● **Challenge**
Collect each line of the records below that contains the word "sombrero", and copy those lines unchanged.

● **Dataset rows**
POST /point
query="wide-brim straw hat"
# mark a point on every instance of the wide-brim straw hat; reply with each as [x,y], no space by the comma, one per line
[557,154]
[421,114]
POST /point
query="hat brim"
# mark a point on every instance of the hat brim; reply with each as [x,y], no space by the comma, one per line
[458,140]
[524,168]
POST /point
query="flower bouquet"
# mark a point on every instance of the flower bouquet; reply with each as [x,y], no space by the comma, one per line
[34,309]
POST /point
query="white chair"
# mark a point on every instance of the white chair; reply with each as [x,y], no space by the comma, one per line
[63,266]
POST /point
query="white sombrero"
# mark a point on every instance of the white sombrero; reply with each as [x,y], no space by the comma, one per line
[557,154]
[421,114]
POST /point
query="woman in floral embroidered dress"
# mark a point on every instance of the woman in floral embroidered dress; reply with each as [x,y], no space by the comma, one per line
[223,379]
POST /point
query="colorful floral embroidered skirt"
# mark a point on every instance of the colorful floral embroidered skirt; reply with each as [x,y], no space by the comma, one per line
...
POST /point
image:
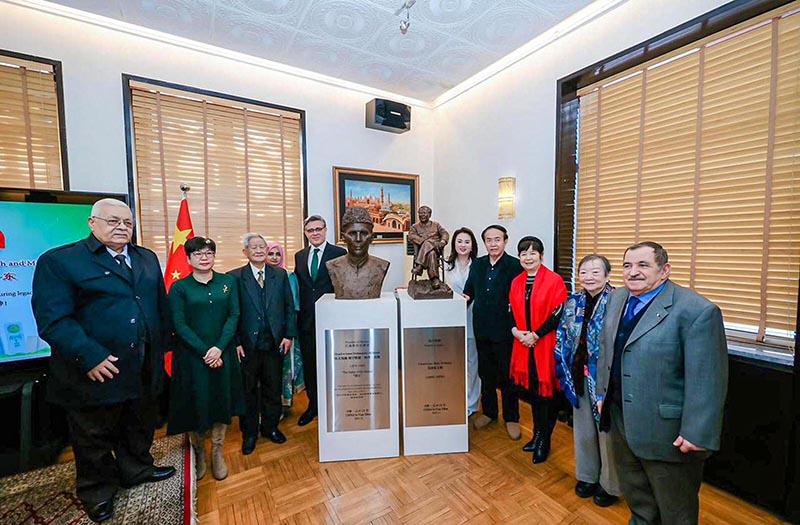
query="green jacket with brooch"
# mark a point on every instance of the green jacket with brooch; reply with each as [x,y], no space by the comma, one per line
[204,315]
--
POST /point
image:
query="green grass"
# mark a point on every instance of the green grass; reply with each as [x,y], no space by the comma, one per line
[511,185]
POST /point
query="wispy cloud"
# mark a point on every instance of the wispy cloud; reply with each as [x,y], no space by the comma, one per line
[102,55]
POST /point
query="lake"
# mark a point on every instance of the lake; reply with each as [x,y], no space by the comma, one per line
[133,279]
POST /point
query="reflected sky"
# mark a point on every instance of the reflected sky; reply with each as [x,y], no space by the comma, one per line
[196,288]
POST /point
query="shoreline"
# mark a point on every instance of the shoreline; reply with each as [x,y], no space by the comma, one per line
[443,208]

● **Written solution**
query="white sombrero"
# mark a point on every instance of the white sombrero; reply with each as [x,y], no space by the comma, one per line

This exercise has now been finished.